In the R forum thread below, what value should a cell in one of the selected columns be recoded to when it is greater than that column's median?

┌─ Text section

2
votes

I want to recode the following values within selected columns based on the summary statistics of the column (for example median value of the column). For example if cell value < median (df$variable) = 1, if cell value = median (df$variable) = 0, if cell value > median (df$variable) = 2. The following variables defined by core.vars in the dataset, and still keep the rest of the variables in the data frame.

I have tried a number of ways to implement this. Using case_when, mutate, summarise_each with unsuccessful results. The original dataset contains several hundred columns and rows so I would like to select the columns and try to be concise.

temp.df <- as.tibble (mtcars)
other.vars <- c('hp', 'drat', 'wt')
core.vars <- c('mpg', 'cyl', 'disp')
temp.df <- rownames_to_column (temp.df, var ="cars_id")
temp.df <- temp.df %>% mutate_if (is.integer, as.numeric)

Attempt 1:

`temp.df <- temp.df %>% mutate_at(.vars %in% (core.vars)), funs ({
lookupvariable <- temp.df %>% pull (quo_name(quo(.))) #extract column name
ifelse(is.na(.), lookup_value, .)}),
function (x) case_when (
x < median(lookupvariable) ~ 1,
x == median(lookupvariable) ~ 0,
x > median(lookupvariable) ~ 2
))`

Extract column name in mutate_if call

Attempt 2:

`temp.df <- temp.df %>% mutate_at(.vars %in% (core.vars)), function (x) case_when (
x < summarise_each (list (median)) ~ 1,
x == summarise_each (list (median)) ~ 0,
x > summarise_each (list (median)) ~ 2
))`

This does not work because of data passed to summarise is not as a vector

Previous questions on the forum include how to do this for individual variables, however I have 100 variables and 300 samples so inputting them individually line by line is not an option. I have looked at the following solutions but they are all slightly different.

Using dplyr to group_by and conditionally mutate only with if (without else) statement

Using dplyr summarise with conditions

dplyr conditional summarise function

Mean of column based on multiple conditions in R

R: Recoding variables using recode, mutate and case_when

Ideally, it would be nice to not create a separate data frame and then do join, or to create multiple separate variables as mutate would do. I am sure there is a a for loop and/or ifelse method for this, but was trying to use tidyverse to achieve the goals. Any suggestions would be helpful. Thanks in advance.

1
You can use mutate_at(vars(core.vars)akrun
You could use sign temp.df %>% mutate_at(vars(core.vars), ~ sign(. - median(.)))akrun

1 Answers

2
votes

With mutate_at, it is creating/modifying the column

library(dplyr)
temp.df %>% 
   mutate_at(vars(core.vars), ~ {
             md <- median(.)
         case_when(. < md ~ 1, . == md ~ 0, . > md ~ 2)})

The values can be also changed without casewhen

temp.df %>% 
       mutate_at(vars(core.vars), ~ sign(. - median(.)))

└─
┌─ Extracted information

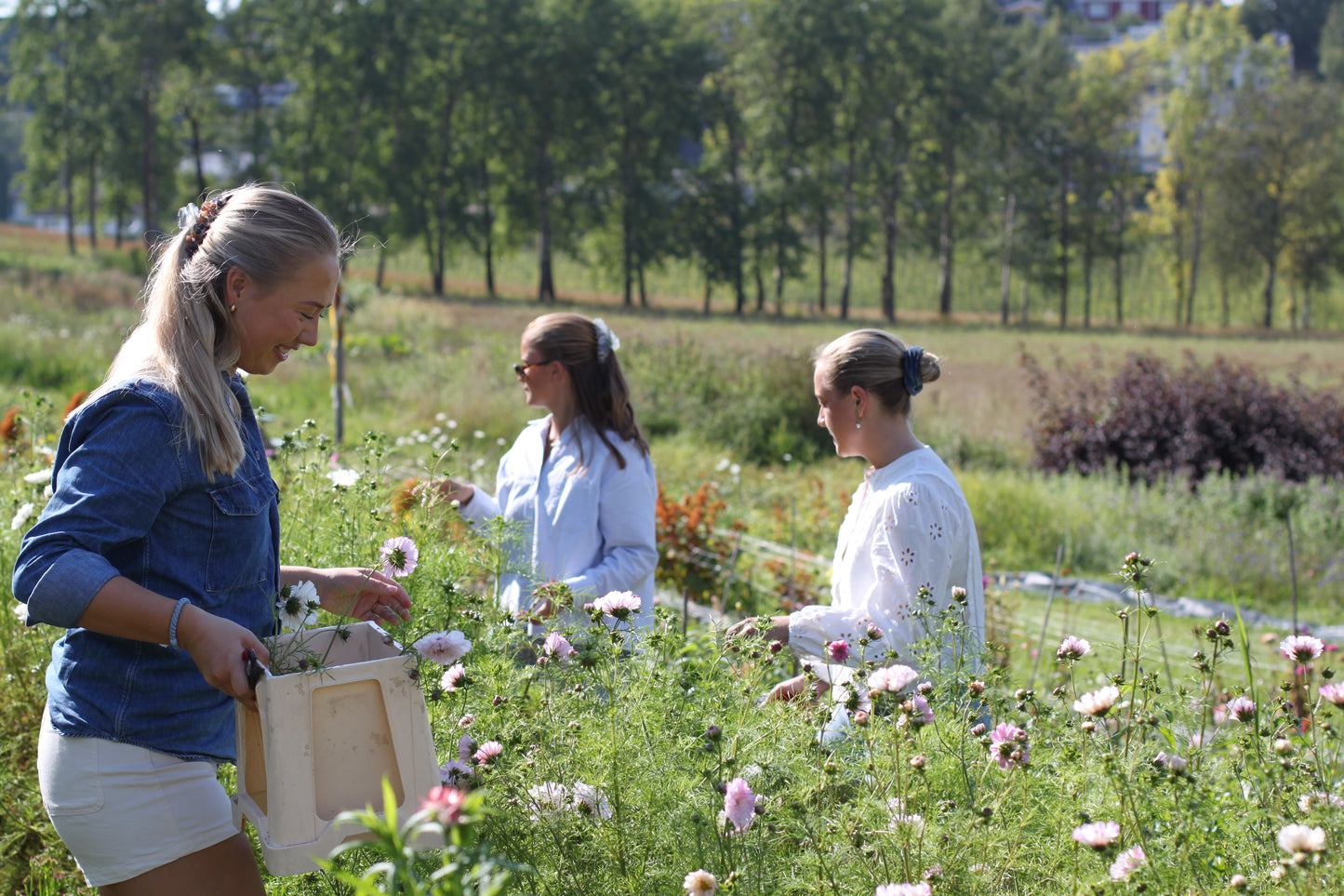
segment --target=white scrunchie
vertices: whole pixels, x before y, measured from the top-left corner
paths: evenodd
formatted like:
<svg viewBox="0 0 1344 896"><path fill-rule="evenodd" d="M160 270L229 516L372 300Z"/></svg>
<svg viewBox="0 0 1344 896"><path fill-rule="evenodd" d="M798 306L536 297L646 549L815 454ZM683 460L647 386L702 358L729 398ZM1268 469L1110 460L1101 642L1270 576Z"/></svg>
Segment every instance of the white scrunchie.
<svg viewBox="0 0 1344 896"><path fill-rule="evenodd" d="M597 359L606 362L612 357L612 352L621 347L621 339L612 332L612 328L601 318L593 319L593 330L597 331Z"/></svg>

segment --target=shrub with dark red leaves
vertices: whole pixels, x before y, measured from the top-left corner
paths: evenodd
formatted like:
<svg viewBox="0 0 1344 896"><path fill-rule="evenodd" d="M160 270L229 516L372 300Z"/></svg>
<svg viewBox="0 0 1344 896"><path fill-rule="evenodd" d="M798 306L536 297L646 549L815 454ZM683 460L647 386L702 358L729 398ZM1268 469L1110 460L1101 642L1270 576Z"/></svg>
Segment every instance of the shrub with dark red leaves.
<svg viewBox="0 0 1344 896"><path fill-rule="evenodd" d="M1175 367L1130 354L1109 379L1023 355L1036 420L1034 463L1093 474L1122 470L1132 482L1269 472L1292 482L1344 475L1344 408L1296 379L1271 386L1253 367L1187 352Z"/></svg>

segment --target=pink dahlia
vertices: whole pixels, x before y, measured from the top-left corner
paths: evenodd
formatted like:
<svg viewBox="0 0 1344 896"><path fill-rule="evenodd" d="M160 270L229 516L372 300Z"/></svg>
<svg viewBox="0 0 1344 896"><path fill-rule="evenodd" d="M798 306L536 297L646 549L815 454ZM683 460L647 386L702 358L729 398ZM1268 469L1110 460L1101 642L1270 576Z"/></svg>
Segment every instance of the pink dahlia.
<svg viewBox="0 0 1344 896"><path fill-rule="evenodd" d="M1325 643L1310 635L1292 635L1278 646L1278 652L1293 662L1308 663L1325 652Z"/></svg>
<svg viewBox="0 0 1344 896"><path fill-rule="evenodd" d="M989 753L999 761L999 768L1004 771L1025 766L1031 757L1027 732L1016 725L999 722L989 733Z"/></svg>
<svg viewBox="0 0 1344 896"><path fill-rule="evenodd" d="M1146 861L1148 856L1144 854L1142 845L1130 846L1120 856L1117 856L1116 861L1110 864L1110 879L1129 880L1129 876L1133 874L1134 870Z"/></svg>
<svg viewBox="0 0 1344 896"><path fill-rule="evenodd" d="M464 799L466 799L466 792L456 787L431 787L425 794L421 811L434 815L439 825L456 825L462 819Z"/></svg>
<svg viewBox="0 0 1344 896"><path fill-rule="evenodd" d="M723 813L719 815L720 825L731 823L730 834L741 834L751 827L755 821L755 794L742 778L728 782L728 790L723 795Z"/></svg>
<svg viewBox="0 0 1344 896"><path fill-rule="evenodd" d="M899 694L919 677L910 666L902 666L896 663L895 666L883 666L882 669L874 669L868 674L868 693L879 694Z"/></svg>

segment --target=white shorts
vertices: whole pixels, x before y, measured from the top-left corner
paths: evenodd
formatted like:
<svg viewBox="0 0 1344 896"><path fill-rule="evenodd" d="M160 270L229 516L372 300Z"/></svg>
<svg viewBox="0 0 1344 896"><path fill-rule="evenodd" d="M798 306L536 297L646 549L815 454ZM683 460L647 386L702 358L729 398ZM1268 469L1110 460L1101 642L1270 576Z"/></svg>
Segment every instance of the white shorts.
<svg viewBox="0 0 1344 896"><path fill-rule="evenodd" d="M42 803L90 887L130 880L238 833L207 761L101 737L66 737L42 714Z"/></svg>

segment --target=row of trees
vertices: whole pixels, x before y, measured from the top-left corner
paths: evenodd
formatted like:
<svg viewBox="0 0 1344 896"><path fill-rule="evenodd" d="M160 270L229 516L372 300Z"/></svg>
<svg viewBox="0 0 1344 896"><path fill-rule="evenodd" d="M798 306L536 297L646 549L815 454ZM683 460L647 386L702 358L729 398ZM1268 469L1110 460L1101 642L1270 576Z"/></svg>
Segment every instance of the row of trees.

└─
┌─ Extracted information

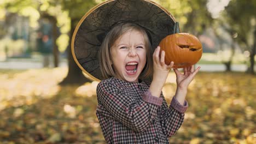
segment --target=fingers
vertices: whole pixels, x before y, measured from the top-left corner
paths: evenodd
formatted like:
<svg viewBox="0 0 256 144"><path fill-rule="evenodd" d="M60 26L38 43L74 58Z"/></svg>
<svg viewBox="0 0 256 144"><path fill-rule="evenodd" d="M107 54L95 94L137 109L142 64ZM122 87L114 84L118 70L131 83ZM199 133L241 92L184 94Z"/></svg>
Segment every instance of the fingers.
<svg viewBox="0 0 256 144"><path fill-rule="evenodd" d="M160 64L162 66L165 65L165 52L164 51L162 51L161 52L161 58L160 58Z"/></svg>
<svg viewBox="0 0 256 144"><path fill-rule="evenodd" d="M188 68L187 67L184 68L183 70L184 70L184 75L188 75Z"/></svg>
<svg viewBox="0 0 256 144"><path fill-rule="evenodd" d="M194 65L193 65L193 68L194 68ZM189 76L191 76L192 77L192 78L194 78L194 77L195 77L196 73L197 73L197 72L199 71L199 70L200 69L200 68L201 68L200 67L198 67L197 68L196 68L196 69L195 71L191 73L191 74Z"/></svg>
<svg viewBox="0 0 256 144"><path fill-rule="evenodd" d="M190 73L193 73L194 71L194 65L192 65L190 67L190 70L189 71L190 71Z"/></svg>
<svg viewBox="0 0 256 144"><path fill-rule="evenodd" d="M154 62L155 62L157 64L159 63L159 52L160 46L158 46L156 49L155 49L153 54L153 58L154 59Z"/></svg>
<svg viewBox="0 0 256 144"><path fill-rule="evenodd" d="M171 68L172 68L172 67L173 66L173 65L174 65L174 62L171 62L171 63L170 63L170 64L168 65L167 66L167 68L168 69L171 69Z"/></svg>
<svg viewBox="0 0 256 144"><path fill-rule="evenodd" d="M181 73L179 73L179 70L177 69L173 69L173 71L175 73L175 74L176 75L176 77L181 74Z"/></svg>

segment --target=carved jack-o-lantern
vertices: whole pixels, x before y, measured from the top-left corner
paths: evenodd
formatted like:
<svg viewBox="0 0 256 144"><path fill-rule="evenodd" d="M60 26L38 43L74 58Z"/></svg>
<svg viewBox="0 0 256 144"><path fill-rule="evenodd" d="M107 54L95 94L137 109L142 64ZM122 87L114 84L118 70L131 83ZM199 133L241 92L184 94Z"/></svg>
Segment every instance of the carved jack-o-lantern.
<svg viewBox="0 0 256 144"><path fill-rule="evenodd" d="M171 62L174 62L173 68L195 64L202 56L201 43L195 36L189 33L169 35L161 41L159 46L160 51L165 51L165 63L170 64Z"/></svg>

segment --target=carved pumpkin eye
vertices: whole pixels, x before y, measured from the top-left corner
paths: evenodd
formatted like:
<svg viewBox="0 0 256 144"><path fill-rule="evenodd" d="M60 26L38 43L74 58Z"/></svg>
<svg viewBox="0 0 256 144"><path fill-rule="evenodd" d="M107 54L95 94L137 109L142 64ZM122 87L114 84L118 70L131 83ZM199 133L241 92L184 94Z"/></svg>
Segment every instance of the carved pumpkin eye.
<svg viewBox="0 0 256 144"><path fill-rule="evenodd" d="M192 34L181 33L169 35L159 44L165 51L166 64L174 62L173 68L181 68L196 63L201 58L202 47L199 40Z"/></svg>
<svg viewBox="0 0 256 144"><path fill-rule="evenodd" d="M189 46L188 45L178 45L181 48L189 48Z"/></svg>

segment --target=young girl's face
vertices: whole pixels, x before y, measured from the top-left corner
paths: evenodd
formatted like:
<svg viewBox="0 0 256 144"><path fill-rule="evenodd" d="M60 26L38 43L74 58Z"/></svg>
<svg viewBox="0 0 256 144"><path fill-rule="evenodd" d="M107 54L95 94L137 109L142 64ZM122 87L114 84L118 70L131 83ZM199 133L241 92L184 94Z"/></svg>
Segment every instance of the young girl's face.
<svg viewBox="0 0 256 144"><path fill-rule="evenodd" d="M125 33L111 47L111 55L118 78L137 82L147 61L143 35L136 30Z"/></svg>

└─
┌─ Extracted information

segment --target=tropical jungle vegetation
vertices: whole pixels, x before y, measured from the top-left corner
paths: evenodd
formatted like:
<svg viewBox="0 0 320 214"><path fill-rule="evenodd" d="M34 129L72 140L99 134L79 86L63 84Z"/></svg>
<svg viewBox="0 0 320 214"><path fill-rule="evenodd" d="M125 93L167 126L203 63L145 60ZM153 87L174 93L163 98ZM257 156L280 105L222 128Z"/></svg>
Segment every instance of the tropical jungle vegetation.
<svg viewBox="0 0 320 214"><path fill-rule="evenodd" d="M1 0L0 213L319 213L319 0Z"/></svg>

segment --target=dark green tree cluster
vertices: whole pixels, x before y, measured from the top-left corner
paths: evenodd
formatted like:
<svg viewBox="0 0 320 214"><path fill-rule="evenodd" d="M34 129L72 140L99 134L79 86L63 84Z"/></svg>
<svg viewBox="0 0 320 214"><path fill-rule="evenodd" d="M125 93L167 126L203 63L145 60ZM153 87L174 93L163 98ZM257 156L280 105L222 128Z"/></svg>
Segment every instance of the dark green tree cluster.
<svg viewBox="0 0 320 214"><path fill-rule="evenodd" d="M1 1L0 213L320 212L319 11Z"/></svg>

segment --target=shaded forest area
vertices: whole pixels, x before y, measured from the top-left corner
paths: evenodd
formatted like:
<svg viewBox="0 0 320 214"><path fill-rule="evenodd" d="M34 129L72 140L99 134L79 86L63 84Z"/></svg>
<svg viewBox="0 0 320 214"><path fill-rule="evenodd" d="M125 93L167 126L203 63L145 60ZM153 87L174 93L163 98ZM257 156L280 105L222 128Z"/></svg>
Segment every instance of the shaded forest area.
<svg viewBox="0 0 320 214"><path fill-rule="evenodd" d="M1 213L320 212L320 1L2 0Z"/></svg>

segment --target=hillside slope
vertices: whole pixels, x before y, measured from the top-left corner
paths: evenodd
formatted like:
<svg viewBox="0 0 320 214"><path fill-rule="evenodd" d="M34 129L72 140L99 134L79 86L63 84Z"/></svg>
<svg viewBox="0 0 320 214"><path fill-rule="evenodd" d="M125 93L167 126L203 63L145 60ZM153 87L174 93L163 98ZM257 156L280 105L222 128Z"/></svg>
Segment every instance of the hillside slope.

└─

Task solution =>
2